Of the lines listed below, return exactly those that run from the line containing "Target: boy climbing tree" through the line containing "Where can the boy's dangling", both included.

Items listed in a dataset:
Start of Block

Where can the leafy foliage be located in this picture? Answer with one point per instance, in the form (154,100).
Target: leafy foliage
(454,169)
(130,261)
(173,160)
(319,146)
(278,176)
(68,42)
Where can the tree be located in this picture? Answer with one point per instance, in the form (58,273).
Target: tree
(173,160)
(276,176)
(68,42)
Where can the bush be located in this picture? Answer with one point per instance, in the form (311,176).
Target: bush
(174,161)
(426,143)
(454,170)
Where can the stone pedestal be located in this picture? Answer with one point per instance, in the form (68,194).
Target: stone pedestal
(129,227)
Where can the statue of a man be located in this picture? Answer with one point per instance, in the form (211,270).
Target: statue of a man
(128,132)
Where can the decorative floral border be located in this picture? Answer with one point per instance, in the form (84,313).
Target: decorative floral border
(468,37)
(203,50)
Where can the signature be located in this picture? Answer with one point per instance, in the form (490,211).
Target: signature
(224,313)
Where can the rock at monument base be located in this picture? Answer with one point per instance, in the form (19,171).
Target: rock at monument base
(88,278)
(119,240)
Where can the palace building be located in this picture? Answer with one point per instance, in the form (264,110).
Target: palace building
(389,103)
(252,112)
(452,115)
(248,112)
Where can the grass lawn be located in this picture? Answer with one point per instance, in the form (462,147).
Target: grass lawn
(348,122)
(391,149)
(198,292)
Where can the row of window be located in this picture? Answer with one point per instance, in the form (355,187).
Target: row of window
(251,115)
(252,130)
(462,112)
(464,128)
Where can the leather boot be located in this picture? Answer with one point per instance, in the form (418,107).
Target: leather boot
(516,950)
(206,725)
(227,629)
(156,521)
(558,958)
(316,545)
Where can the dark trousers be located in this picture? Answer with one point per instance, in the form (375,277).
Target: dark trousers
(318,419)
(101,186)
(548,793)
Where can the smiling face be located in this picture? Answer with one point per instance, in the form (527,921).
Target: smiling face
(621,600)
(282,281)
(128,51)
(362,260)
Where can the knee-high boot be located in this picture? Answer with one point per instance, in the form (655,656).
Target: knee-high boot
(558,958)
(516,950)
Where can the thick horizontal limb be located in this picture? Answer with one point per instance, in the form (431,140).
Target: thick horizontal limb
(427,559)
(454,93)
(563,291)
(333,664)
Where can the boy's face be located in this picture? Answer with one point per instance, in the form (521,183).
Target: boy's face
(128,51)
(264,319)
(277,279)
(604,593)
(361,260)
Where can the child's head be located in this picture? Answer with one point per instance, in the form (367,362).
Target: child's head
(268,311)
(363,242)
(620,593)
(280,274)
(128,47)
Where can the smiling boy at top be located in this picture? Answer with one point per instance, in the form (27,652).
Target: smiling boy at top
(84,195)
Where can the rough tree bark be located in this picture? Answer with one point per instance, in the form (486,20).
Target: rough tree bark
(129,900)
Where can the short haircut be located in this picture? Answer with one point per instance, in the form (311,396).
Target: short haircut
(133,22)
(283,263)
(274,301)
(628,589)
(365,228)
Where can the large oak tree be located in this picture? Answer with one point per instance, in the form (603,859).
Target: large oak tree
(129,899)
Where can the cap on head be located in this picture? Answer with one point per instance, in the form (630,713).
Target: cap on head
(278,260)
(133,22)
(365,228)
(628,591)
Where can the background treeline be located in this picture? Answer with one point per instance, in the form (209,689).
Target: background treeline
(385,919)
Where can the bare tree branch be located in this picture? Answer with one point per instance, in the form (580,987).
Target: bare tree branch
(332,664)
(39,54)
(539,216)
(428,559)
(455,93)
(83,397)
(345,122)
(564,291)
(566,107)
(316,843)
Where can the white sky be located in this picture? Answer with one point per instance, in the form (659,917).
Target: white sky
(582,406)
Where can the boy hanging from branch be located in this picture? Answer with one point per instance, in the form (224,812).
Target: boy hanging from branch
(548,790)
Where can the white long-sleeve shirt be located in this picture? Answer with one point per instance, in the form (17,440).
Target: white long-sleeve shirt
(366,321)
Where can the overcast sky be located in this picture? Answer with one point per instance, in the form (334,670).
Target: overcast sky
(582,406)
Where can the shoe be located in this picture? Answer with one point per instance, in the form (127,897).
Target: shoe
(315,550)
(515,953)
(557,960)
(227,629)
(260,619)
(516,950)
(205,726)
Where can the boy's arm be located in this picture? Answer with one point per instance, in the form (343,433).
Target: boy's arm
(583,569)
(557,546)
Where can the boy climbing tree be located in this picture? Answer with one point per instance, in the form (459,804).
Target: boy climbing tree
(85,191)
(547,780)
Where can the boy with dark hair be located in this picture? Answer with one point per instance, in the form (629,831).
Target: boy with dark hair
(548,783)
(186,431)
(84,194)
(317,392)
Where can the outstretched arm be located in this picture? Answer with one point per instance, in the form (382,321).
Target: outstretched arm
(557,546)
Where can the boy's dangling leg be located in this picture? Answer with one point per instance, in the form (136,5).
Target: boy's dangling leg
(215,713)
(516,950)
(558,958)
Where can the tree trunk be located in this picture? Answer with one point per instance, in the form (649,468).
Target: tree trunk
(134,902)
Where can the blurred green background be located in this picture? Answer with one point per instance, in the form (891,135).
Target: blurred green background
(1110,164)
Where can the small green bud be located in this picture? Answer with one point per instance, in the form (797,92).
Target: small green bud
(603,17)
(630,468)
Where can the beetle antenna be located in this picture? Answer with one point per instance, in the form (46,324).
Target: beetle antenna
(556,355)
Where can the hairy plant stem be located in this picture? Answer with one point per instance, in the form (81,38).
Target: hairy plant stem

End of Block

§ **Solution for this task**
Target: boy climbing tree
(85,191)
(547,780)
Where can the boy with dark hair be located in this picture? Answer with one point per instance, in the form (629,831).
Target: boy with dark hair
(548,783)
(186,431)
(84,194)
(317,392)
Where can the outstretched arm be located in this picture? Answer with one point per instance, in the form (382,321).
Target: outstretched arm
(557,546)
Where can the boy's dangling leg be located in this picture? Answer with one point per instance, in the form (136,5).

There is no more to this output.